Detection examples
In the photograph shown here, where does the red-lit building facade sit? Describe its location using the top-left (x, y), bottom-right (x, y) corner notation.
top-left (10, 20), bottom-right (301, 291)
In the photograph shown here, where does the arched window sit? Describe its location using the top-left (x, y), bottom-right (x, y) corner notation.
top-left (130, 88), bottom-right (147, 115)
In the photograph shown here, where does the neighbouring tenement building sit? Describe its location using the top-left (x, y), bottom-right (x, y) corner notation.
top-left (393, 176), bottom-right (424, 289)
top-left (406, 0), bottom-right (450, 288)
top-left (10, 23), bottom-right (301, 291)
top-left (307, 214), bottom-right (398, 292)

**Your task**. Turn all the lines above into a numbered list, leaving out any blank lines.

**Response to the exercise**.
1. In the photograph shown here, where does the red-lit building facade sit? Describe its location using the top-left (x, y), bottom-right (x, y) corner notation.
2. top-left (10, 20), bottom-right (301, 291)
3. In the photograph shown here, where does the arched window sit? Describe its location using the top-left (x, y), bottom-right (x, y) corner notation.
4. top-left (130, 88), bottom-right (147, 115)
5. In the photograph shown here, where does the neighbouring tenement building sit? Describe its location using the top-left (x, y), bottom-right (x, y) corner notation.
6. top-left (393, 176), bottom-right (424, 289)
7. top-left (406, 0), bottom-right (450, 288)
8. top-left (10, 23), bottom-right (301, 291)
9. top-left (307, 214), bottom-right (398, 292)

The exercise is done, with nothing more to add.